Here are some records; copy every line that holds the word "flag".

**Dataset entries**
============================================================

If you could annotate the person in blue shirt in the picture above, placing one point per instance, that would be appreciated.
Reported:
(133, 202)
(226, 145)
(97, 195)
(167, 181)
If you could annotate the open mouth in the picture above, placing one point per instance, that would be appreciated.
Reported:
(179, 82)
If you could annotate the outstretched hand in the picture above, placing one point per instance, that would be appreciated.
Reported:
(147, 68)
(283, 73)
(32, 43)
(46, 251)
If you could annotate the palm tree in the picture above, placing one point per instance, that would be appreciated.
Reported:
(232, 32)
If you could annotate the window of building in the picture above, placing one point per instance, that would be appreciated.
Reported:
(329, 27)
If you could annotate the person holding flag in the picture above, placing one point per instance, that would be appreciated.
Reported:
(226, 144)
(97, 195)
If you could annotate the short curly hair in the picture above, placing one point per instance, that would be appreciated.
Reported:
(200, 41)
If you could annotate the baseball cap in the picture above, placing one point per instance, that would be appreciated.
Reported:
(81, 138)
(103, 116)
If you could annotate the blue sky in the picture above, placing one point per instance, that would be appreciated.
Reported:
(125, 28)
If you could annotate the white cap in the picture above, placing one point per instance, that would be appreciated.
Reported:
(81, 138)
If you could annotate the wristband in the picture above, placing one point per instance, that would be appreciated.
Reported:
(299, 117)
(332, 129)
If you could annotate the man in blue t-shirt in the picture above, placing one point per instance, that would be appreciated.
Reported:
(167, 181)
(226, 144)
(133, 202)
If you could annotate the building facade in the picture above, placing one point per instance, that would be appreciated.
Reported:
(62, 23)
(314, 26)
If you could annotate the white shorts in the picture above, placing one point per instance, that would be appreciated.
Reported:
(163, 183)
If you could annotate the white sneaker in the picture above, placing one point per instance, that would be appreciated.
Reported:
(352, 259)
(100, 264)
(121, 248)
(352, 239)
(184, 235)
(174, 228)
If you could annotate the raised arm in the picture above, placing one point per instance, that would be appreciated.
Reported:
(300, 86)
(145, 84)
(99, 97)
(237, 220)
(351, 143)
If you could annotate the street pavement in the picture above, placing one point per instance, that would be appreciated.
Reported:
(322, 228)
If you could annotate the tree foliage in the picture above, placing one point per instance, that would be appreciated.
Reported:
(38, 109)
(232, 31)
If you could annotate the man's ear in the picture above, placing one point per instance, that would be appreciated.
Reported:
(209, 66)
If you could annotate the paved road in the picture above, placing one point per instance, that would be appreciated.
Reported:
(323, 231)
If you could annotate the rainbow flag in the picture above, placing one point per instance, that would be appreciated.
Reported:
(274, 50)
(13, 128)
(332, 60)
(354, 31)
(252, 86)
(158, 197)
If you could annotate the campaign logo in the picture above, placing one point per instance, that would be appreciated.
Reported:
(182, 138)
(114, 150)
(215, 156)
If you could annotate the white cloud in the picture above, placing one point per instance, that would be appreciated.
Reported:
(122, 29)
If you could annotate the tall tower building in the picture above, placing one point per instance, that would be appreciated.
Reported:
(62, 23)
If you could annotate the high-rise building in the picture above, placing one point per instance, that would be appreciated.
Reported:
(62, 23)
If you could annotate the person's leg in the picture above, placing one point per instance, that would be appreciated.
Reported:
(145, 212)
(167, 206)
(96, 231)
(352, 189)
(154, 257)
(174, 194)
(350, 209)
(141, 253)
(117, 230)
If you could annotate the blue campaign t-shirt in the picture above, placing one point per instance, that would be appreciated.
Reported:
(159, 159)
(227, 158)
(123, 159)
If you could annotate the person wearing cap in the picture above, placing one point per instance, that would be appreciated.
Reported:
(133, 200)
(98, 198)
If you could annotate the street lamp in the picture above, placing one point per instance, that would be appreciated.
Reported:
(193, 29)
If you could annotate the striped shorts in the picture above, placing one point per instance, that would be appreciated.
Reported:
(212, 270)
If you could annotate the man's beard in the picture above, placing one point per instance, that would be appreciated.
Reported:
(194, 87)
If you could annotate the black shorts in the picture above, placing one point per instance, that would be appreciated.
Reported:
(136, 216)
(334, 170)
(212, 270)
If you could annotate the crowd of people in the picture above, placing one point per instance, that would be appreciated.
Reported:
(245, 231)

============================================================

**Task answer**
If you could annotate the person holding flag in the picture above, placing one point per instance, that would be appreciated.
If you could annotate the rainbow flag in the picture above, placing one point per instance, that would be appreciated.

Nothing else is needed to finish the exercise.